Work required —
Write out exactly the lines running from the one with "In this exercise you will label the brown" to the last line of the entries, keeping both the first and the last.

Study material —
○ ○ ○ ○ ○ ○ ○
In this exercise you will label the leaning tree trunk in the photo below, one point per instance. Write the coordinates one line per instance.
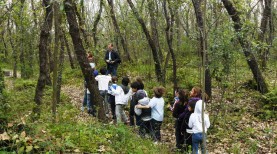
(74, 31)
(169, 39)
(154, 30)
(68, 51)
(117, 30)
(158, 68)
(43, 49)
(82, 25)
(251, 60)
(95, 23)
(21, 40)
(263, 53)
(203, 45)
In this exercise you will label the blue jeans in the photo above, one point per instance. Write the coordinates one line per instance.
(197, 139)
(112, 70)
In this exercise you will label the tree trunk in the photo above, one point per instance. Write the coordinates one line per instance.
(57, 22)
(117, 30)
(203, 46)
(74, 31)
(34, 13)
(251, 60)
(95, 23)
(68, 51)
(154, 30)
(264, 24)
(169, 39)
(5, 52)
(158, 69)
(14, 51)
(22, 54)
(60, 68)
(43, 48)
(82, 26)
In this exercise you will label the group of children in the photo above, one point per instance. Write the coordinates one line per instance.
(148, 114)
(187, 110)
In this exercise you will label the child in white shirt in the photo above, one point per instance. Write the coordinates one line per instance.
(195, 122)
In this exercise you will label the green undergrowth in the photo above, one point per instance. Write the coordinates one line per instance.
(71, 133)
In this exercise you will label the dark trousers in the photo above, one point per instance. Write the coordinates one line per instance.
(144, 128)
(156, 129)
(112, 103)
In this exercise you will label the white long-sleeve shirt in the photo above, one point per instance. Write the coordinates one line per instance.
(195, 120)
(119, 95)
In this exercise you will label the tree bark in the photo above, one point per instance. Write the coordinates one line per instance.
(34, 13)
(169, 39)
(251, 60)
(264, 24)
(68, 51)
(22, 54)
(117, 30)
(74, 31)
(203, 45)
(60, 67)
(154, 30)
(95, 23)
(82, 26)
(158, 69)
(14, 51)
(43, 49)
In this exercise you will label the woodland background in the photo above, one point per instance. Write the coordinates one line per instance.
(228, 47)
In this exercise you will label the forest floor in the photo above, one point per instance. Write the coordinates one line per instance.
(235, 128)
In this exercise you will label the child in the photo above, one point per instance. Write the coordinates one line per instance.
(157, 112)
(87, 95)
(103, 84)
(178, 108)
(144, 114)
(112, 96)
(195, 122)
(134, 101)
(120, 101)
(185, 127)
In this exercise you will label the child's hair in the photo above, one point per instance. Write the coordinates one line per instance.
(125, 81)
(183, 96)
(139, 80)
(114, 79)
(192, 104)
(103, 70)
(197, 91)
(159, 91)
(135, 85)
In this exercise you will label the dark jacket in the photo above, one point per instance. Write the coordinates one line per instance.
(178, 109)
(114, 57)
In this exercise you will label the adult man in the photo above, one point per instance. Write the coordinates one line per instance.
(112, 59)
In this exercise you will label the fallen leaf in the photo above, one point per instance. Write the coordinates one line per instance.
(4, 136)
(10, 125)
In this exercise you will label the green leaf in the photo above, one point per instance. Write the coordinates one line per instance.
(29, 148)
(21, 150)
(61, 7)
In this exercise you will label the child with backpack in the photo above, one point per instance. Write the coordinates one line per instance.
(113, 85)
(103, 86)
(157, 112)
(195, 123)
(121, 100)
(178, 108)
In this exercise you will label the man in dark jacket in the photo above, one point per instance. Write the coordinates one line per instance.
(112, 59)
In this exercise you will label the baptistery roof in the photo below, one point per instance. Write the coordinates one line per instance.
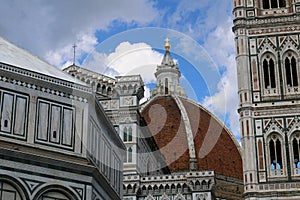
(192, 138)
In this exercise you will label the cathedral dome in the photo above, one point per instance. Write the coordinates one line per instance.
(192, 138)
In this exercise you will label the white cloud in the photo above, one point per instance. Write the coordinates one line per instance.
(52, 27)
(220, 45)
(127, 59)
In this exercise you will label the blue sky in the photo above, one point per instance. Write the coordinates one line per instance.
(124, 37)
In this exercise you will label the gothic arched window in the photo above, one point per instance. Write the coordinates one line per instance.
(295, 153)
(290, 65)
(166, 86)
(129, 156)
(269, 72)
(273, 4)
(266, 4)
(129, 134)
(125, 135)
(275, 156)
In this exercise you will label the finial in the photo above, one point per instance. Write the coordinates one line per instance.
(167, 44)
(74, 47)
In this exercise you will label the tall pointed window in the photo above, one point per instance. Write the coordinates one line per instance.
(290, 65)
(269, 72)
(295, 153)
(275, 156)
(129, 155)
(267, 4)
(166, 86)
(125, 134)
(129, 134)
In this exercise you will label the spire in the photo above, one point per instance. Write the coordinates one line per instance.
(167, 44)
(167, 76)
(167, 60)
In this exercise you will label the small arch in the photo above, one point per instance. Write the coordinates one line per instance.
(98, 88)
(103, 91)
(290, 69)
(12, 187)
(295, 151)
(129, 157)
(125, 134)
(109, 91)
(269, 71)
(124, 88)
(55, 192)
(166, 86)
(129, 134)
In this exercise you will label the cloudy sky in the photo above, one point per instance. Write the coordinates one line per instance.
(118, 37)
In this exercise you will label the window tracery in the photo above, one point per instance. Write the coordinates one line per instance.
(275, 156)
(291, 74)
(268, 4)
(269, 72)
(295, 145)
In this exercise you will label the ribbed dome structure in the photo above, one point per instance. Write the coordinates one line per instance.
(192, 138)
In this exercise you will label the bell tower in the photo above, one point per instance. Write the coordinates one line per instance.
(268, 66)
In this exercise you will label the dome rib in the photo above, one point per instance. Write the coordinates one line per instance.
(189, 134)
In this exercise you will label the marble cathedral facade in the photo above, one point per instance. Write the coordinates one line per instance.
(267, 55)
(52, 129)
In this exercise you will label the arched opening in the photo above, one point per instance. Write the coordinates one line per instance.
(296, 153)
(109, 91)
(129, 155)
(125, 134)
(269, 73)
(55, 192)
(103, 89)
(9, 191)
(290, 65)
(275, 156)
(98, 88)
(166, 86)
(267, 4)
(129, 134)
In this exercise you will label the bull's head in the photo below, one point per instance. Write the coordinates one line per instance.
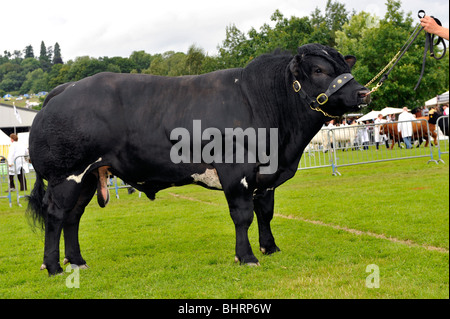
(322, 77)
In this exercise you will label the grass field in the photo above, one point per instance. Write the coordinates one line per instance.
(394, 215)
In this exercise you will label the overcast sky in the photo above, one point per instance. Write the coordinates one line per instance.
(117, 28)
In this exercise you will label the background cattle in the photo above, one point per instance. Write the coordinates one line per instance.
(420, 132)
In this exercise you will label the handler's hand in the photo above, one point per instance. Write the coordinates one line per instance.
(431, 26)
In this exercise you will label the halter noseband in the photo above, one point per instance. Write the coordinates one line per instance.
(322, 98)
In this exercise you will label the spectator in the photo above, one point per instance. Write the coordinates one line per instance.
(430, 25)
(17, 164)
(405, 128)
(380, 137)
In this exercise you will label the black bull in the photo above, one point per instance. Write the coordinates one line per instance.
(122, 123)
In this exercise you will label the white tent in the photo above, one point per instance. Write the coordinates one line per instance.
(440, 99)
(391, 110)
(369, 116)
(5, 141)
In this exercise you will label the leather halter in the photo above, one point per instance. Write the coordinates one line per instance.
(322, 98)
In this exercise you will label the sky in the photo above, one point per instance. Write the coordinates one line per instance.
(111, 28)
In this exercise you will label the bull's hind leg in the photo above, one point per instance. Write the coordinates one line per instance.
(263, 202)
(61, 199)
(72, 222)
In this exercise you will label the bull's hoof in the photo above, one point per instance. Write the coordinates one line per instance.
(250, 261)
(81, 265)
(269, 251)
(52, 271)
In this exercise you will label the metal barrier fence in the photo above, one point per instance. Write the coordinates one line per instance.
(4, 180)
(369, 143)
(335, 147)
(442, 127)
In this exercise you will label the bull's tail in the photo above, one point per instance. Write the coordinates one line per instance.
(36, 209)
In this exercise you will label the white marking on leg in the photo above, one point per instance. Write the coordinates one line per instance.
(78, 178)
(209, 178)
(244, 182)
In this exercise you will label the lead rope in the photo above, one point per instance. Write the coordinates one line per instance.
(428, 44)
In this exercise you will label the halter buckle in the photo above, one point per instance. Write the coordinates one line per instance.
(297, 86)
(320, 96)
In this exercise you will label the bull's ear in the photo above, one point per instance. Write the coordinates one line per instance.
(351, 60)
(294, 66)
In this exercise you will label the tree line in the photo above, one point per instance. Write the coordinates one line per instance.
(373, 40)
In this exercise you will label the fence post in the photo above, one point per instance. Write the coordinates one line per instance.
(444, 138)
(5, 170)
(430, 145)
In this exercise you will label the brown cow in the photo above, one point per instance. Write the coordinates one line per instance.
(420, 131)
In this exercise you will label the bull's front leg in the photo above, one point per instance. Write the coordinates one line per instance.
(263, 204)
(240, 203)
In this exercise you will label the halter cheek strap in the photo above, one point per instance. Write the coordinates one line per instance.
(322, 98)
○ ○ ○ ○ ○ ○ ○
Answer box —
In this exercise you will label the brown cow in the photo above, one point per instance. Write the coordinates one line per instance.
(420, 131)
In this exercise you will label the bull's front leg in the photo above, one point per instance. Write the coordinates one line per instance.
(263, 204)
(240, 203)
In this exercise you will label the halter cheek strap in the photo above, one point per instance. Write the coordinates one line per instance.
(322, 98)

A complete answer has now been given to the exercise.